■ Your instructions: In the records below, locate the line containing "If you would be so kind as to spot the shrub", then extract it and all following lines exactly, ending with the last line.

■ Given records:

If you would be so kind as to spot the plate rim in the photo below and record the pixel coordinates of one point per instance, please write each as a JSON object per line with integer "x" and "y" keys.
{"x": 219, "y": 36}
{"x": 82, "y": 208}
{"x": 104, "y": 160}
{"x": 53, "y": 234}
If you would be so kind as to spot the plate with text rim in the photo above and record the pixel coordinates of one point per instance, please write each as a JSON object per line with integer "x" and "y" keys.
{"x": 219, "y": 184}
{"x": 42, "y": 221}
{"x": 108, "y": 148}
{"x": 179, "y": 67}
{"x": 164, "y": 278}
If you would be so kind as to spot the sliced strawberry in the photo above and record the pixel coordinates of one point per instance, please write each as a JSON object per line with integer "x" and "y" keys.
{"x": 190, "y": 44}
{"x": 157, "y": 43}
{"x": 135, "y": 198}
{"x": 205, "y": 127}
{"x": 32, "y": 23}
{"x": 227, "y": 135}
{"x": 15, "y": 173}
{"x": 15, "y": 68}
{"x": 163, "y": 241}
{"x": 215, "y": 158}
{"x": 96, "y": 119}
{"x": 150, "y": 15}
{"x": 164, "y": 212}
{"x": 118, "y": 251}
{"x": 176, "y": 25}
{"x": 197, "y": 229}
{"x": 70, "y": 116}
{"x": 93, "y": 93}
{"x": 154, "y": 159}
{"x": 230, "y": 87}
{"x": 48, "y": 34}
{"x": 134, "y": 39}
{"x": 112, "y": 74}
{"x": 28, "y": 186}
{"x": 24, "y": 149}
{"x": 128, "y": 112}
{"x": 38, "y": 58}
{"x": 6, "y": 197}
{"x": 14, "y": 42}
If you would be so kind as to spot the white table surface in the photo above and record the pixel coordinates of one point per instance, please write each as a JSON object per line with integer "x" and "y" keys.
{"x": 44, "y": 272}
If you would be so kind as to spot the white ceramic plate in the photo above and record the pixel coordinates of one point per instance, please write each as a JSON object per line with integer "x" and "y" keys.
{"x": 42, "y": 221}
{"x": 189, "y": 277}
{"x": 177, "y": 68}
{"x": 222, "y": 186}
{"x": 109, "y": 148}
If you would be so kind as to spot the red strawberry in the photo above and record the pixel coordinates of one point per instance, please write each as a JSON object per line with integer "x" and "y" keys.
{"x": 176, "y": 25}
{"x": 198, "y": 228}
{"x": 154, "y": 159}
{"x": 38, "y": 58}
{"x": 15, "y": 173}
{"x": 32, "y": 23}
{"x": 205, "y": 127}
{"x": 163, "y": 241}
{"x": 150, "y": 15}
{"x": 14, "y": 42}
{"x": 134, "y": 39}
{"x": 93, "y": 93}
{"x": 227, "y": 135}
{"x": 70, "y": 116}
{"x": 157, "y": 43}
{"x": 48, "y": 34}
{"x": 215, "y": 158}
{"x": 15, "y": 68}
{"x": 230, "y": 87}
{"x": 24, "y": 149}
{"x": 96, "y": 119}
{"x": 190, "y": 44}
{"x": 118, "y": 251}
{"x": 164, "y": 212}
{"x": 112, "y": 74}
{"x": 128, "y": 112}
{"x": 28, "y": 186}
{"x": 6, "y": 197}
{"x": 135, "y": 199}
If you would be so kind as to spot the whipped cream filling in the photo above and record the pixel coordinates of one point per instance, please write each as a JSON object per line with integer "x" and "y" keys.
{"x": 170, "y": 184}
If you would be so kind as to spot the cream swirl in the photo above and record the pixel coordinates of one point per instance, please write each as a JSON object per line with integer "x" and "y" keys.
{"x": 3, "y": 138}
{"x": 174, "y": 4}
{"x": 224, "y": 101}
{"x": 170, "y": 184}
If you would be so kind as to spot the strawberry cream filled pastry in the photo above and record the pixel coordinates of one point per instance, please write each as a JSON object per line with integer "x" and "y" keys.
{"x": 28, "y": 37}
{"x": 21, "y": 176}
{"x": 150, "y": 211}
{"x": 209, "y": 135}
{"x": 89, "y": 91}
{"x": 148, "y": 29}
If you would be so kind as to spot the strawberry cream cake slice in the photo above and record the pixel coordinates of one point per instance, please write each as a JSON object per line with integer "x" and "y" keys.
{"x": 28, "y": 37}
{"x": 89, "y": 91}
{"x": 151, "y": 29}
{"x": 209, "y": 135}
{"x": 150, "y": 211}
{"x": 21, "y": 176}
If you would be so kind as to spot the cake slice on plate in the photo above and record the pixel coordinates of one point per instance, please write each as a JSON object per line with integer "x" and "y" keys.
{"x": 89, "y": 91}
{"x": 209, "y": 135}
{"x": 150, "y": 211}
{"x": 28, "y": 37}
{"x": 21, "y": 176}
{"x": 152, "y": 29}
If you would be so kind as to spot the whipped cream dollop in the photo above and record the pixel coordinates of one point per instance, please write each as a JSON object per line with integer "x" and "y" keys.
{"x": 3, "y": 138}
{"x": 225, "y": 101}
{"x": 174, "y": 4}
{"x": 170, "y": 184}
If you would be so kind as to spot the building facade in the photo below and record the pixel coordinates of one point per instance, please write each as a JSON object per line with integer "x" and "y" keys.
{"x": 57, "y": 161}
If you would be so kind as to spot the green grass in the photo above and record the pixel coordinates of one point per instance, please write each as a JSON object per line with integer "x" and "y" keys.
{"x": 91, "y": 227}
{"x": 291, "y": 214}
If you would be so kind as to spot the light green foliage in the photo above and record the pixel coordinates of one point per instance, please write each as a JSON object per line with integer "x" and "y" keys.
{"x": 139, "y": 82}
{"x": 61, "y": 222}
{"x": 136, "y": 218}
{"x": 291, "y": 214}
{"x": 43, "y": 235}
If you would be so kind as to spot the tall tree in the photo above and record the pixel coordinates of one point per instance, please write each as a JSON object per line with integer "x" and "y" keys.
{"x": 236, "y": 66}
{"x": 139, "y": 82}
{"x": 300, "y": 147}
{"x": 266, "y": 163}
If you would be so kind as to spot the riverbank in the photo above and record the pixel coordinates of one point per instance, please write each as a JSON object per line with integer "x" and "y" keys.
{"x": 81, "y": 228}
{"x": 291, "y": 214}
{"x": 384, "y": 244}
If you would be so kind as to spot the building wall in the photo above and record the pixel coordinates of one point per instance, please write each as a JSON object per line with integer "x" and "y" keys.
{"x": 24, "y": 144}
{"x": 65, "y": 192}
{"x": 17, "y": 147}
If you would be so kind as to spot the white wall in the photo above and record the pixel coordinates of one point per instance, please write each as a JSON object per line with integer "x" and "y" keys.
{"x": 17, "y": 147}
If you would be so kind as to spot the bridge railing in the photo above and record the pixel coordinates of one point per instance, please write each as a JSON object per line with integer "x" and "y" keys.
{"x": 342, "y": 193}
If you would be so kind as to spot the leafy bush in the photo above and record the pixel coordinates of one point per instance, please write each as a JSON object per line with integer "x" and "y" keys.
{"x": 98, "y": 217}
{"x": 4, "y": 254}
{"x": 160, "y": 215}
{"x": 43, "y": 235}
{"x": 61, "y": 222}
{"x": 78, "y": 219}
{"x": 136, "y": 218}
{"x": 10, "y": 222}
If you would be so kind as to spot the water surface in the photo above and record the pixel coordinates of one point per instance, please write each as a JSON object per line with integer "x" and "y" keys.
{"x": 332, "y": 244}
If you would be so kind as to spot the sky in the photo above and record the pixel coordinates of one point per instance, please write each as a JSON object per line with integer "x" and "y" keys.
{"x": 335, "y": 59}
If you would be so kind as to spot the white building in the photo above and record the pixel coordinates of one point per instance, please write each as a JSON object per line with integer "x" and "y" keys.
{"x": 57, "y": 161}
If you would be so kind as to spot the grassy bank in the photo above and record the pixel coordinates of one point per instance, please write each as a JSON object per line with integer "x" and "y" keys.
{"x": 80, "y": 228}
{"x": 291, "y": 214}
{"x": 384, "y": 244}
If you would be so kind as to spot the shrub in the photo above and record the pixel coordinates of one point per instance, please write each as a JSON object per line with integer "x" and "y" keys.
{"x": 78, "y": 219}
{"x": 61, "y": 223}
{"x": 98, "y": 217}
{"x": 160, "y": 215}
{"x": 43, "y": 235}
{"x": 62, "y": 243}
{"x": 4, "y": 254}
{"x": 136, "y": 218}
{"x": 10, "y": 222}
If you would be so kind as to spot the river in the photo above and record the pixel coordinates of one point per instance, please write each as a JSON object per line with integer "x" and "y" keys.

■ The output:
If you would be so kind as to spot the shrub in the photo above and record the pixel coordinates of one point per instance, please write each as a JSON object per line with integer "x" and "y" keys.
{"x": 78, "y": 219}
{"x": 61, "y": 223}
{"x": 98, "y": 217}
{"x": 160, "y": 215}
{"x": 43, "y": 235}
{"x": 62, "y": 243}
{"x": 4, "y": 254}
{"x": 136, "y": 218}
{"x": 10, "y": 222}
If you would be so kind as to spot the river in the photo above and record the pixel coordinates of one point per instance, please write each as a JSON object per line with integer "x" and "y" keys.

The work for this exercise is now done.